▶ [WHAT IS ASKED] Rewrite the lines of every row below with "plumage" swapped for "feathers" and nothing else altered. Omit the pictures from your answer.

* Start RECORDS PROVIDED *

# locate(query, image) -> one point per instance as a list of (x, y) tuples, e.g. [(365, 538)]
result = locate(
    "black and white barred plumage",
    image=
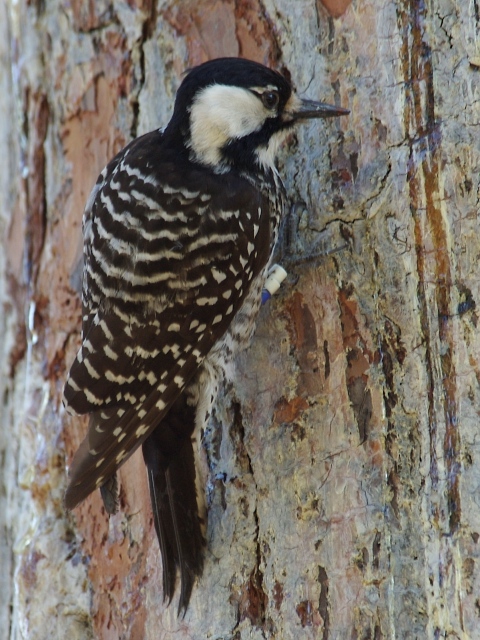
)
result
[(179, 231)]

* End RECORDS PROVIDED *

▶ [OUTPUT]
# locate(query, image) -> one point per instance as a list of (x, y) tuples, e.g. [(365, 538)]
result = locate(
    "black and white barred feathers",
    image=
)
result
[(179, 231)]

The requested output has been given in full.